Data extracted from a collection:
:::::

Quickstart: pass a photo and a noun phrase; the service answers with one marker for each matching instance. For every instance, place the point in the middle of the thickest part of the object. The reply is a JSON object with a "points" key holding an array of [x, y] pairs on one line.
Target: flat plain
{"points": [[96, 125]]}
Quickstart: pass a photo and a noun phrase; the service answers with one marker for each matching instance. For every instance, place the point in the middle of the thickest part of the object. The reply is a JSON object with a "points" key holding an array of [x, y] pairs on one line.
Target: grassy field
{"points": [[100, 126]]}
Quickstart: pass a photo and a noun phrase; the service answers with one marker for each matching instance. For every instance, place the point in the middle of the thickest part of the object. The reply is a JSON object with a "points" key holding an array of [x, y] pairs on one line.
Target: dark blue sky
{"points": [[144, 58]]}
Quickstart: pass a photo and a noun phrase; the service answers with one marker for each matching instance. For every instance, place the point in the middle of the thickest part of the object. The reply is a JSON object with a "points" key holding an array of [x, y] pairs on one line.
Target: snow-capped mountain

:::::

**Exercise requirements**
Would you return all of the data exactly as it stands above?

**Problem solution**
Quickstart: pass a photo and a noun phrase; the service answers with one marker for each matching instance. For every instance, place the point in the middle of the thickest part of the object. The reply is a JSON object with a "points" key holding an array of [x, y] pairs on one line.
Target: flat plain
{"points": [[96, 125]]}
Quickstart: pass a photo and a noun phrase; the service answers with one marker for each matching instance. For every instance, place the point in the middle of the thickest part of the object. The reply is a JSON object with a "points" key holding an array of [x, y] pairs on one line.
Target: grassy field
{"points": [[100, 126]]}
Quickstart: pass a photo and a noun phrase; the service answers with one marker for each matching instance. For every instance, place the point in the middle of the thickest part of the object. The reply is a JSON object with a "points" key holding an array of [x, y] pairs on one line.
Target: dark blue sky
{"points": [[144, 58]]}
Quickstart: pass a photo and a noun phrase; the service answers with one marker for each matching instance. For every instance, place the point in the middle of the thickest part of the object. The reply is a JSON object with a "points" key holding an array of [x, y] pairs on one line.
Target: snow-capped mountain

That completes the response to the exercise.